→ **Try it**: All that should come back is the lines of the data below from the one containing "olive? Indicate one point per instance." to the one containing "antenna? Indicate one point per instance.", inclusive, exactly as they stand.

→ **Supplied entries**:
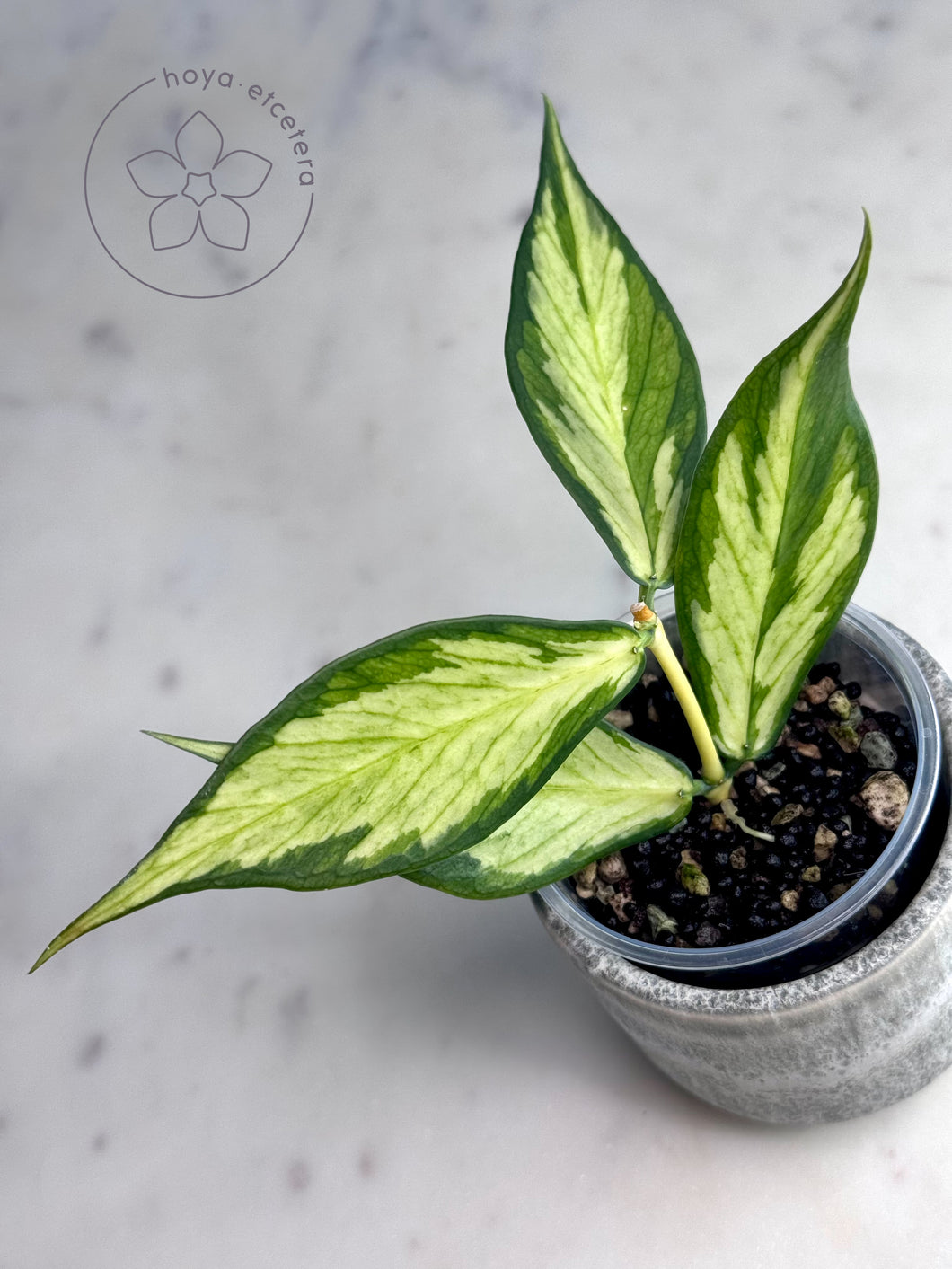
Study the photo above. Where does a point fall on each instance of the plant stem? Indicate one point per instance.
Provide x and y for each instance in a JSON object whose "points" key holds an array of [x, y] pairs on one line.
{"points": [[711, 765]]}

==

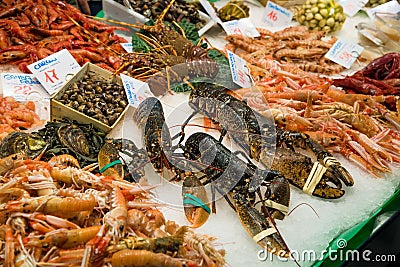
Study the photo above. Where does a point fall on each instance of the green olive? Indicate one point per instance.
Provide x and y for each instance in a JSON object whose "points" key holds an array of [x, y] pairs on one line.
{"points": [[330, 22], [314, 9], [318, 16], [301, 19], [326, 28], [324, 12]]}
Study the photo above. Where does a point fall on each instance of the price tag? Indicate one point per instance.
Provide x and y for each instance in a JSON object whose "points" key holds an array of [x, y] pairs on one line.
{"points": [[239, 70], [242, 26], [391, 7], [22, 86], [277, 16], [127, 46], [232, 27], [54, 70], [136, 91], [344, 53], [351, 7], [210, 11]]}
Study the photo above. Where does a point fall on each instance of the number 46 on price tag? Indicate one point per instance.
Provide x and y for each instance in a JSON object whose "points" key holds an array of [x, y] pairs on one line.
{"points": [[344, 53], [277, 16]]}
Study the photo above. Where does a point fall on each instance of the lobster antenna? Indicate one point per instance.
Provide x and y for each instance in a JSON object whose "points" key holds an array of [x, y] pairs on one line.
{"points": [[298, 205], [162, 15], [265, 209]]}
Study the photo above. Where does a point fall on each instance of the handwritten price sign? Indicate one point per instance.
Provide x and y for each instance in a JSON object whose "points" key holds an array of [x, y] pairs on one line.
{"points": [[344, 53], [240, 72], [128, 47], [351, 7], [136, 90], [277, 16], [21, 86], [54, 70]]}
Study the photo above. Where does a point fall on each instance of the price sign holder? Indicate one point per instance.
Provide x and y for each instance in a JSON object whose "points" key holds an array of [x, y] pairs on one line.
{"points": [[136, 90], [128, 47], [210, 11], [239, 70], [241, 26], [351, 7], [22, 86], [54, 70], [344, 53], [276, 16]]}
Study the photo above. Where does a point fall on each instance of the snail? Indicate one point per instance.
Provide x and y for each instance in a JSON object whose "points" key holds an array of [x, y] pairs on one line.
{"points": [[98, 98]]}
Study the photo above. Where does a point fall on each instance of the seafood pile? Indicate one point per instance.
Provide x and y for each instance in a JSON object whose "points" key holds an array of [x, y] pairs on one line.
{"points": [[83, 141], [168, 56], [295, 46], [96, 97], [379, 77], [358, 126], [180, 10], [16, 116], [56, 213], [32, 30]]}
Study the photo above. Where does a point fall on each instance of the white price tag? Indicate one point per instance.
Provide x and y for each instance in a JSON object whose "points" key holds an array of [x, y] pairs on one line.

--

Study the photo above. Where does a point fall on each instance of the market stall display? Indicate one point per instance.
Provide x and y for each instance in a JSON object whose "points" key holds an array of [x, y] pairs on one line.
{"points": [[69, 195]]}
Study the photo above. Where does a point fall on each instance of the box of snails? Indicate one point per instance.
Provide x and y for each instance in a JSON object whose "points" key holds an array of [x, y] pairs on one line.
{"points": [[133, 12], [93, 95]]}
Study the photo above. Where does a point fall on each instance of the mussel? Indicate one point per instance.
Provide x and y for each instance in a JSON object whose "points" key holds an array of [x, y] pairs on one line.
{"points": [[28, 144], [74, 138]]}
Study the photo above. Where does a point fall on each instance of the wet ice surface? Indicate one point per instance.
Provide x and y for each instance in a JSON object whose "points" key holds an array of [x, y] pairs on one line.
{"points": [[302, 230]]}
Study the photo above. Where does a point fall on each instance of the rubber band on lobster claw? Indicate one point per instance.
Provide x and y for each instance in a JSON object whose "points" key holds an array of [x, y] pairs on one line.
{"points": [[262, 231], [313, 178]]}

→ **Completed task**:
Study the photo above. Where does a point fall on each instance of the green olive? Indicate one point per instance.
Provide x and y for each instance in a JSON object whose "points" key holds an array of [x, y] pairs on one line.
{"points": [[330, 22], [314, 9], [318, 16], [301, 19], [326, 28], [324, 12]]}
Study the photo above. Where does a point fall on each instance of the price tag? Indicate one point per instance.
Provide x and y for each instance in a JSON object whose "points" key holds an array of [x, y] pairs on one line.
{"points": [[239, 70], [242, 26], [391, 7], [22, 86], [277, 16], [127, 46], [232, 27], [54, 70], [136, 91], [344, 53], [351, 7], [210, 11]]}
Study the photo above. Where does a point fall on each instance of the number 46 on price tag? Indicate one point per instance.
Provide x and y for each instance in a JSON object whose "points" key holds an array of [x, y] pairs on one line.
{"points": [[344, 53], [277, 16]]}
Study the photo above. Where does a point fall on each instance of the lobster antenna? Indicate one point per instance.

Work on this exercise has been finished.